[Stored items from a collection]
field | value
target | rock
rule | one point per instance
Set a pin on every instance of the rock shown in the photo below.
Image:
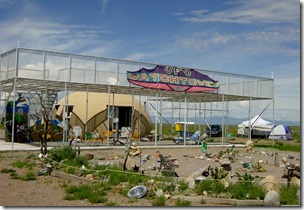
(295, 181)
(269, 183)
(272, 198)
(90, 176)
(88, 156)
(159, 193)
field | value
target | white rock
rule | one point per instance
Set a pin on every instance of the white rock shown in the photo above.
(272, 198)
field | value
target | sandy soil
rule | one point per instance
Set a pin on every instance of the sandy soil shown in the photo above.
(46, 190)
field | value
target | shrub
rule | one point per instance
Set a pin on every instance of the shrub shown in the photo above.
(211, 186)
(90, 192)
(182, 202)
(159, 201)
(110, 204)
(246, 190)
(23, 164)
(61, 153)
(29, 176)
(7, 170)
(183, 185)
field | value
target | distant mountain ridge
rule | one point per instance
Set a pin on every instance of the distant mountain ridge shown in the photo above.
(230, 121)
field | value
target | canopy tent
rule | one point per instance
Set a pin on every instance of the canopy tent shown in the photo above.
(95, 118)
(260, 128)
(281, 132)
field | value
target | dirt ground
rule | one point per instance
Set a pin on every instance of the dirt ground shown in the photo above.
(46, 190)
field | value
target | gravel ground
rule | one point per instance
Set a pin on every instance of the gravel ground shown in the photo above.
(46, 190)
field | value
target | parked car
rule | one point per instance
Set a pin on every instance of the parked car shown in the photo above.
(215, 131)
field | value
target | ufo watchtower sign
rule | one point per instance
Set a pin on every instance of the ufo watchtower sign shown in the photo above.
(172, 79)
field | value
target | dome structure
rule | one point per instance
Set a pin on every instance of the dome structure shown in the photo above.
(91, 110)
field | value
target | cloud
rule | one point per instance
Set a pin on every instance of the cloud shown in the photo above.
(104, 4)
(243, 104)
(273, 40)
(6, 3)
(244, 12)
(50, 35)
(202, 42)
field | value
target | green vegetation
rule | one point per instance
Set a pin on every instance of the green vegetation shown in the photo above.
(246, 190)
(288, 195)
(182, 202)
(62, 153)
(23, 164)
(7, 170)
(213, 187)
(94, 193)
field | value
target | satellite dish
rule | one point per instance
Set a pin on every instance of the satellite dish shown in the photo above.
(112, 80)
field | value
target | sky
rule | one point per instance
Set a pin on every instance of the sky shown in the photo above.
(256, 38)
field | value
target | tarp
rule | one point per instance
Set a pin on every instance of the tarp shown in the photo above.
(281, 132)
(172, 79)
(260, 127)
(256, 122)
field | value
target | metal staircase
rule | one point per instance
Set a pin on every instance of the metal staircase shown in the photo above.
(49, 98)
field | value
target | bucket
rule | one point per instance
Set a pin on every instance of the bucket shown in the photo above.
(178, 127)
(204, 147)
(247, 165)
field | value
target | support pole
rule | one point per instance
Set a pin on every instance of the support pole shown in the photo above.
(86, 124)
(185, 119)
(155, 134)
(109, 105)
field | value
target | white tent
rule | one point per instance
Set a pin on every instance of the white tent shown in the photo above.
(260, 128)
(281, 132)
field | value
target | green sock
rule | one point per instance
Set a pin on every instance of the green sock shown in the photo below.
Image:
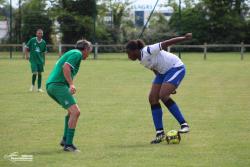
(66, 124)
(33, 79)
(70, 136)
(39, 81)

--

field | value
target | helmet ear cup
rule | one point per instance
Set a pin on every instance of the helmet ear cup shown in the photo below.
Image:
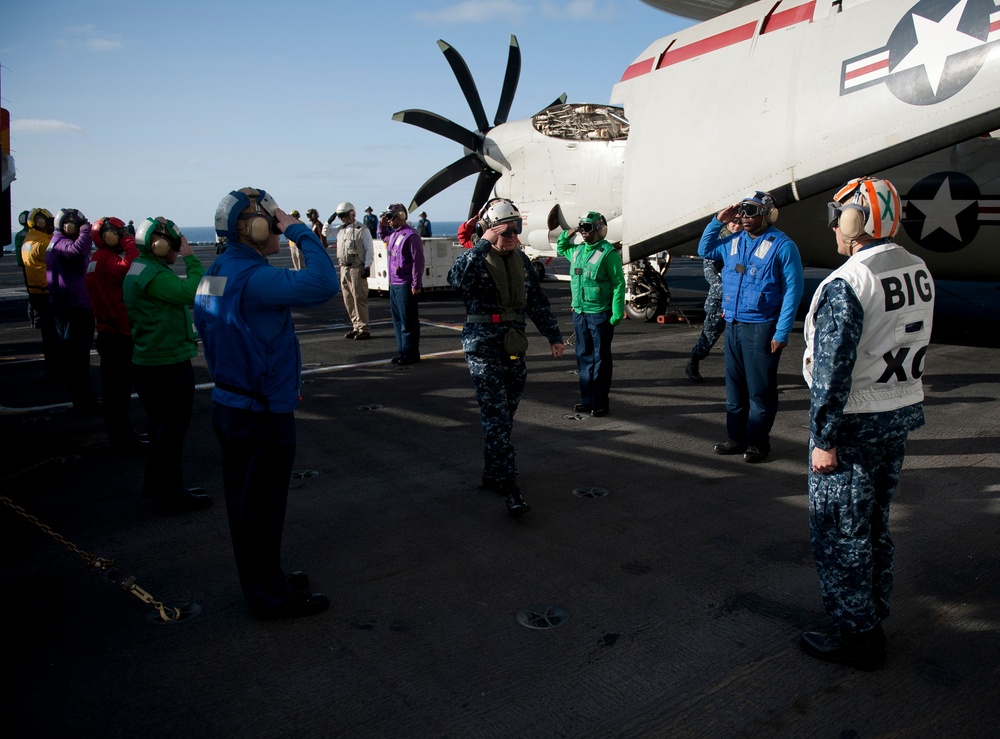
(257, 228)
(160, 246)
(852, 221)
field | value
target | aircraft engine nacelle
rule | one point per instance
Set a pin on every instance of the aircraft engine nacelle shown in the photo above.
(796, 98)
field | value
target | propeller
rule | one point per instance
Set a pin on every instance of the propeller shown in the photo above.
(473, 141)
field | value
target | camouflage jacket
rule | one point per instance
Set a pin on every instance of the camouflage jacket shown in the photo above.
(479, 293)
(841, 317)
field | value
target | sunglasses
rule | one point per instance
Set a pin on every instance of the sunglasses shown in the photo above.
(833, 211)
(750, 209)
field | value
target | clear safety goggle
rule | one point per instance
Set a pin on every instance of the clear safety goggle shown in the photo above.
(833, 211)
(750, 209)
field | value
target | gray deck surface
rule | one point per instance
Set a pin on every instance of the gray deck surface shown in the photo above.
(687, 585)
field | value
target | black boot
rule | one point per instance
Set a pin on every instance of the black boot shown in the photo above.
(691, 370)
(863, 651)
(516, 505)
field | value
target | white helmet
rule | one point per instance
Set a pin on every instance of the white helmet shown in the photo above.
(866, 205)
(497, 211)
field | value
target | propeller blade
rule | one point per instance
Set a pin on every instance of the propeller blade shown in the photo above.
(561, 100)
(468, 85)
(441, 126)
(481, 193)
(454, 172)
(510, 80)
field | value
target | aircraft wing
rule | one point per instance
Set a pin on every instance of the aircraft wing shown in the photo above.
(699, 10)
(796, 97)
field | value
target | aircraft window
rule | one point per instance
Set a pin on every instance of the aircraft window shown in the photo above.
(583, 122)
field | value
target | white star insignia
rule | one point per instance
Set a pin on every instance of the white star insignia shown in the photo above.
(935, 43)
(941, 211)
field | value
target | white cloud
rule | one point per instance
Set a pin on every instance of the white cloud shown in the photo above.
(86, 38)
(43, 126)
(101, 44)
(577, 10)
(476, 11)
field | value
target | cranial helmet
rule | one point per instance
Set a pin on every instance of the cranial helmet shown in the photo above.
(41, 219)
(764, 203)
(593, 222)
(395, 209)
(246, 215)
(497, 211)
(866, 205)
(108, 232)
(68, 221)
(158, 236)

> _Written problem_
Tally how many lines in the items above contain the word "watchtower", and give only that number.

> _Task response_
2